● **Data to use**
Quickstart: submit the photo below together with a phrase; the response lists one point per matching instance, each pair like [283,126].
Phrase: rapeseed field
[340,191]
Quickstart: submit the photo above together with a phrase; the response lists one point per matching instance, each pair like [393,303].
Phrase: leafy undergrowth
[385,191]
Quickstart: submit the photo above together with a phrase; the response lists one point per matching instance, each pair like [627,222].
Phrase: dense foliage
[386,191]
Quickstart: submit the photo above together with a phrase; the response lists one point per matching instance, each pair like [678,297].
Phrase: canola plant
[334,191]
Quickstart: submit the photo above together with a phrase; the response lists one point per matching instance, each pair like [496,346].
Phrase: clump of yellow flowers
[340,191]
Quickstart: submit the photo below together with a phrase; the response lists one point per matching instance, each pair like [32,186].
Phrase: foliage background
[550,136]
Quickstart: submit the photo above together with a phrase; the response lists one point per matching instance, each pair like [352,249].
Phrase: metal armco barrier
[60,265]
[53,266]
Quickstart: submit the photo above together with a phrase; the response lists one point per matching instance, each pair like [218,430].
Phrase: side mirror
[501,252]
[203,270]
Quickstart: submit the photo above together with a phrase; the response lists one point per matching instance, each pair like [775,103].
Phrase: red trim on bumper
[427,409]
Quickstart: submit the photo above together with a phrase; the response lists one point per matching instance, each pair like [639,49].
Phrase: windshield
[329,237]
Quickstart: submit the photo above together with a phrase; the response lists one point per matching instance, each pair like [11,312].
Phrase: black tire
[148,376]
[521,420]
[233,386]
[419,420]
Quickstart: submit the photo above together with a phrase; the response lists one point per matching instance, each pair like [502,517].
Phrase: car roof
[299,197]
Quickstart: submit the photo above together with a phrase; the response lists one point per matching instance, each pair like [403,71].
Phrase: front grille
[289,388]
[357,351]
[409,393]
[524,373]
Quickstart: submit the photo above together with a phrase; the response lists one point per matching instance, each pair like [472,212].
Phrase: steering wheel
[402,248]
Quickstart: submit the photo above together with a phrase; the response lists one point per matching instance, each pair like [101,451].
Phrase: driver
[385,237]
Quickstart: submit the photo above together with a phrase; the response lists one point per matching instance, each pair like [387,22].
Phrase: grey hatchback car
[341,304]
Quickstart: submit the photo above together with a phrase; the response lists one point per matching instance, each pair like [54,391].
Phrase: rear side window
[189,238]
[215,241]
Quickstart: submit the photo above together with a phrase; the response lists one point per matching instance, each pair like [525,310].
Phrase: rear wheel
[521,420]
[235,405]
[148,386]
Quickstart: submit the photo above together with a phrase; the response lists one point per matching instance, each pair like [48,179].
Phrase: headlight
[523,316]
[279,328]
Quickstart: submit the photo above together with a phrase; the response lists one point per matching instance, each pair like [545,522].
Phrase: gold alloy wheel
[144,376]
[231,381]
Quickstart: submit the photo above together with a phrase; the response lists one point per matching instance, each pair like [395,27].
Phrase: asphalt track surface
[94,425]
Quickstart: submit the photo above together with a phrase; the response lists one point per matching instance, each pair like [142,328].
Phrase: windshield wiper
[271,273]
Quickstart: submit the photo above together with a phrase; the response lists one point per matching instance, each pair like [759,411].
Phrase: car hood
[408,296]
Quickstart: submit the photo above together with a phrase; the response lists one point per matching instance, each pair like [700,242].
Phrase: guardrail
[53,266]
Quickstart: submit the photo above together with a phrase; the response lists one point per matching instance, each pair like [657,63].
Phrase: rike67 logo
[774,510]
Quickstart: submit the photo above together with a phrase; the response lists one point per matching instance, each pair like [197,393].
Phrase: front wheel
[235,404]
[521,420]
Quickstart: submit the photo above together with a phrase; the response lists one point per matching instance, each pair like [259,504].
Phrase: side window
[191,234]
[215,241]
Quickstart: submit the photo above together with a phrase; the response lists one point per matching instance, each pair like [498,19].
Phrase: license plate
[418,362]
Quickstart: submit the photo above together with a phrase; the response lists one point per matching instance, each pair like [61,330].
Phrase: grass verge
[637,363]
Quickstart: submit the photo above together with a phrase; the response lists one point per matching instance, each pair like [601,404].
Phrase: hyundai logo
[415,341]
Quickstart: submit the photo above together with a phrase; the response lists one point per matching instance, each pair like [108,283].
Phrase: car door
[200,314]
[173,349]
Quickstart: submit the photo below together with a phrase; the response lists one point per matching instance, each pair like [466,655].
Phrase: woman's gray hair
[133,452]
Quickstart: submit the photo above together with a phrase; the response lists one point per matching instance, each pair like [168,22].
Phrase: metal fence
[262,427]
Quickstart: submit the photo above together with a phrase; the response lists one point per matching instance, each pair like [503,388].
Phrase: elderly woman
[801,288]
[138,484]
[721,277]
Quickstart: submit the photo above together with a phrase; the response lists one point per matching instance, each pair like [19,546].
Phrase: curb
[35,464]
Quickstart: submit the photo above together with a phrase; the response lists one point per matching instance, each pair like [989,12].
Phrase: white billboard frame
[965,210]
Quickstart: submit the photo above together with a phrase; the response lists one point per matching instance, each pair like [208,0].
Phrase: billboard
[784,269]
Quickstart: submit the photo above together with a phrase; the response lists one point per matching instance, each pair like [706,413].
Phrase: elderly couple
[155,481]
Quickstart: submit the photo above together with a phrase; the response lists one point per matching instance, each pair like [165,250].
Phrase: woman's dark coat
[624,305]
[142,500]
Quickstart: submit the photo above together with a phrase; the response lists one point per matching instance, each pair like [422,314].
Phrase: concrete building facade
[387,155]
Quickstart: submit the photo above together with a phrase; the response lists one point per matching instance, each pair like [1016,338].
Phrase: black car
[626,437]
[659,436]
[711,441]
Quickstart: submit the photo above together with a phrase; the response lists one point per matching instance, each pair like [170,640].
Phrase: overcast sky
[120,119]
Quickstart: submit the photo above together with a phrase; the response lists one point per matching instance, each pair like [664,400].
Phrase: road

● **Your instructions**
Reproduce the preceding records exactly and completely.

● **Reply**
Quickstart: submit the photo below together with a phrase; the response lists one point per matching instance, each pair like [283,126].
Phrase: rapeseed field
[340,191]
Quickstart: submit the photo above together with a phrase; the response lists one point per matching instance, each pair like [393,303].
Phrase: leafy undergrowth
[385,191]
Quickstart: submit the photo above together with a phrase; the response lists one point per matching instance, each pair like [627,222].
Phrase: dense foliage
[386,191]
Quickstart: submit the photo above together with a phrase; the response lists one point per matching instance, each pair like [678,297].
Phrase: canola plant
[334,191]
Quickstart: submit the photo above together with a phrase; the response lists one point per matching instance, each pair like [496,346].
Phrase: clump of yellow flowers
[340,191]
Quickstart: submit the photo below together with a phrase; the response lists one point per matching instance, each pair like [32,186].
Phrase: foliage background
[550,136]
Quickstart: submit the photo above together with a phrase; the response lists one point per matching instance, each pair like [352,249].
Phrase: metal armco barrier
[60,265]
[53,266]
Quickstart: submit the photo above together with a phrase; the response lists one point per matching instance, each pair like [218,430].
Phrase: side mirror
[501,252]
[203,270]
Quickstart: submit the photo above together with a phrase; the response lists one point per matching instance, each pair like [775,103].
Phrase: red trim on bumper
[427,409]
Quickstart: submit the photo above together with a phrase; the response lists one point per matching instance, each pair like [639,49].
Phrase: windshield
[329,237]
Quickstart: submit the photo above together with a phrase; the response lists one point per matching instance, each pair like [11,312].
Phrase: black tire
[148,376]
[521,420]
[233,386]
[419,420]
Quickstart: submit the photo above together with a phrase; the response lists one point per matching instance, each pair like [502,517].
Phrase: car roof
[299,197]
Quickstart: submit the photo above together with a phrase; the response lists one point per matching instance, each pair like [403,71].
Phrase: front grille
[289,388]
[357,351]
[409,393]
[524,373]
Quickstart: submit the photo above together with a phrase; the response lists one point per matching instance, each pair like [472,212].
Phrase: steering wheel
[402,248]
Quickstart: submit the photo above together with a phrase; the response lists one point per matching instance, each pair like [101,451].
Phrase: driver
[385,237]
Quickstart: submit the photo above together with a phrase; the response lists one point per matching instance, each pair like [387,22].
Phrase: grey hatchback car
[341,304]
Quickstart: submit the photo above together with a phrase; the response lists one point per matching instance, each pair like [54,391].
Phrase: rear side window
[189,238]
[215,241]
Quickstart: submit the photo above together with a phrase; the response lists one point per matching instance, each pair like [525,310].
Phrase: rear wheel
[521,420]
[235,405]
[148,386]
Quickstart: submit the photo above together with a phrase; the response lists one point per matching instance, each pair like [48,179].
Phrase: headlight
[523,316]
[279,328]
Quickstart: submit the photo above together with a phrase; the response lists one point per matching instance, each pair like [545,522].
Phrase: gold alloy wheel
[144,376]
[231,381]
Quickstart: submit the photo above together with a phrase; the response lists one point per matching instance, each pair like [395,27].
Phrase: asphalt track surface
[94,425]
Quickstart: submit the photo above together with a phrase; the response lists one point per matching instance, each pair like [142,328].
Phrase: windshield wiper
[271,273]
Quickstart: submit the photo above together with a phrase; the response lists one point per matching instance, each pair like [759,411].
Phrase: car hood
[408,296]
Quickstart: submit the photo above together with a phrase; the response lists one point per matching instance, each pair like [700,242].
Phrase: guardrail
[53,266]
Quickstart: submit the photo above together with a phrase; the response lists one point per matching instance, each pair like [657,63].
Phrase: rike67 logo
[774,510]
Quickstart: submit the photo above together with a phrase; the response lists one point per matching instance, each pair like [197,393].
Phrase: front wheel
[235,404]
[521,420]
Quickstart: submit the photo above together with a phrase; the response lists one point per matching instance, each pair like [259,504].
Phrase: side window
[191,234]
[215,241]
Quickstart: submit the photo above together with a phrase; the response lists one point per matching instance, each pair like [498,19].
Phrase: license plate
[418,362]
Quickstart: submit the photo above together with a phrase; the response lists one point per matching instance, each pair like [61,330].
Phrase: grass verge
[637,363]
Quickstart: submit the photo above together with a phrase; the response lists one point per matching instance, each pair like [601,404].
Phrase: hyundai logo
[415,341]
Quickstart: submit the photo above together with a phrase; the response lists one point per matching instance, each pair like [108,283].
Phrase: car door
[200,314]
[173,349]
Quickstart: submit the photo below together with a phrase; the response lists one point per matching instance, each pair like [466,655].
Phrase: woman's gray hair
[133,452]
Quickstart: submit the photo above together with a phrase; the response lists one point per matching instance, each pair like [168,22].
Phrase: metal fence
[262,427]
Quickstart: submit the photo above together with a phrase; the response lists one point per matching instance, each pair like [503,388].
Phrase: elderly woman
[801,288]
[138,484]
[721,277]
Quickstart: submit the photo above together with a phrase; the response lists one point per matching instance, each pair like [19,546].
Phrase: curb
[35,464]
Quickstart: submit the photo above together with a phrase; the response lists one point per matching instance, each pair like [989,12].
Phrase: white billboard frame
[965,210]
Quickstart: submit the photo above together with a phrase; the response lists one point per matching instance, each pair like [208,0].
Phrase: billboard
[784,269]
Quickstart: submit the photo above together with a phrase; the response lists one point per matching instance, each pair like [706,413].
Phrase: elderly couple
[155,481]
Quickstart: submit the photo above together with a phrase; the response lists one point per matching instance, each pair like [165,250].
Phrase: woman's dark coat
[624,305]
[142,500]
Quickstart: submit the photo above together with a phrase; the response lists one point per matching instance, each pair like [422,314].
Phrase: concrete building facade
[387,155]
Quickstart: submit the photo above together with a phrase; the response lists one point per matching instance, each pair like [1016,338].
Phrase: black car
[626,437]
[659,436]
[711,441]
Quickstart: submit the photo above together with a phrase; the response lists one point per matching instance, each pair like [170,640].
Phrase: overcast sky
[120,119]
Quickstart: submit the photo above together with a phrase; the response lists one point per matching instance, each pair like [664,400].
Phrase: road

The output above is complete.